Set task
Write out the entries below word for word, keeping each line in its original order and form.
--- begin Material supplied ---
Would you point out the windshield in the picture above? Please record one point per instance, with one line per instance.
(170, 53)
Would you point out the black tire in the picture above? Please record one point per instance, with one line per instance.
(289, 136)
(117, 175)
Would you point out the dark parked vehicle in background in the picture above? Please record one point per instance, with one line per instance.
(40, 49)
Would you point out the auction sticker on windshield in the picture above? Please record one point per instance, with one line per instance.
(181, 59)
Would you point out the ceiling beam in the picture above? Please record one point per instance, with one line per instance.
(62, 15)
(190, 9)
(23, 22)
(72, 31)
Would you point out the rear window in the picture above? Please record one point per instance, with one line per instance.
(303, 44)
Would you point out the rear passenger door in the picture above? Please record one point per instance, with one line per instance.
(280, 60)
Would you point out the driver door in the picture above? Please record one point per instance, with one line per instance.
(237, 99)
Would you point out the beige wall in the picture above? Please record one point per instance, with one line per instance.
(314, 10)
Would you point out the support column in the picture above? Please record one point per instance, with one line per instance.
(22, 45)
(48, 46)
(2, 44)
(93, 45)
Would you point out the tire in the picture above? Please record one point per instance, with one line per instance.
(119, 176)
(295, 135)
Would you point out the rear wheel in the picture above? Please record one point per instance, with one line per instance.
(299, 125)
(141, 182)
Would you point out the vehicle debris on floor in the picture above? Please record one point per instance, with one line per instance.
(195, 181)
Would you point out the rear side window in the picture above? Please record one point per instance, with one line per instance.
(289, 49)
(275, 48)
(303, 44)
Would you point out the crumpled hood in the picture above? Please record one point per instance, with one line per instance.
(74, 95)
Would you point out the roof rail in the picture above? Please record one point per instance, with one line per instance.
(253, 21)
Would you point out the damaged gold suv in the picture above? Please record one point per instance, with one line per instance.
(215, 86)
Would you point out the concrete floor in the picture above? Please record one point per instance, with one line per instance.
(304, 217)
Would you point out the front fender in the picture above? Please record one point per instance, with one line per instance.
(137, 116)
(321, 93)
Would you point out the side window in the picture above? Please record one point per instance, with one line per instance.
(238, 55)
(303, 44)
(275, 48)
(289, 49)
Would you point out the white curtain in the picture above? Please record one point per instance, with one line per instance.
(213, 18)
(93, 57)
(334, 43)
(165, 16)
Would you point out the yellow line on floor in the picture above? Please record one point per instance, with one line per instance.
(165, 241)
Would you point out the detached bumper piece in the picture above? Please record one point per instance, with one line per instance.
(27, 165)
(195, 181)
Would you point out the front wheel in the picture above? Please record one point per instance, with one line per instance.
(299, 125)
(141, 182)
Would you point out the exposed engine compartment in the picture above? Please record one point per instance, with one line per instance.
--- end Material supplied ---
Answer in full
Would you point out the windshield in the picture above? Please record one point per instance, with one line per instance.
(170, 53)
Would you point out the black tire in the picture above? Please record one point per instance, with one line per instance.
(289, 136)
(117, 175)
Would you point out the dark parked vehicle in background in the picture above? Please record one point per instance, with one line per instance.
(40, 49)
Would you point out the auction sticker on windshield in the picture above? Please record one point per instance, with one line per instance.
(181, 59)
Would you point out the ceiling beam in the picture above? Please record one point per instance, with one line per instance.
(62, 15)
(190, 9)
(23, 22)
(72, 31)
Would you point out the rear window in the picture above? Please record one point per instance, with one line per instance.
(303, 44)
Would you point out the rear passenger door in the picture above? Please record one point per instance, with one line per instance.
(280, 60)
Would you point out the driver door in the picture above? Please record one point per instance, with one line per instance.
(237, 99)
Would you point out the beige wall in the picture above? Please record one point per instance, with one line per instance.
(314, 10)
Would you point out the support column in the picture above? Please record one point per instance, with one line per instance.
(22, 45)
(48, 46)
(2, 44)
(93, 45)
Would you point out the tire in the picture above? Please record one point per instance, with one line per instance.
(119, 176)
(295, 135)
Would you point out the rear wheel in the picture above? Please record one point per instance, with one line per instance.
(299, 125)
(141, 182)
Would you point out the vehicle debris on floor in the picture above? Please record one point per instance, with one line per instance.
(195, 181)
Would you point out the rear side window in the picture above? Please record one point per instance, with one line per instance.
(289, 49)
(275, 48)
(303, 44)
Would you point out the crumpled hood in the picture above? Please record one point per instance, with one line per instance.
(74, 95)
Would you point out the roof rail in the picture above? Please record one point per instance, with one line per instance.
(253, 21)
Would you point out the damaged gold suv in the picture above? Please record one point per instance, with one line per instance.
(215, 86)
Would you point out the concrete floor in the picture above? Please record one point per instance, with one line per instance.
(304, 217)
Would you point out the front fender in the picture above? Please record one point per instance, with one line per instance.
(137, 116)
(321, 93)
Would you point out the side window in the picture above? Please record one point per instance, with one line per instance.
(238, 55)
(303, 44)
(275, 48)
(289, 49)
Would you point out the white curtain in the picture above? Please record one point per instance, with one line per instance.
(213, 18)
(93, 57)
(334, 43)
(165, 16)
Would you point out the yellow line on floor in the picture above? Please record one point per instance, with one line per instance.
(165, 241)
Would you point out the detached bumper piece in the picture above? Please record one point per instance, with one line per instance.
(27, 165)
(195, 181)
Would you point out the front wheel in the picture above? Please record one point per instance, with one line per instance.
(299, 125)
(141, 182)
Would you point out the exposed engine compartment in the picture above? Please record one point per instance, with one line per instance.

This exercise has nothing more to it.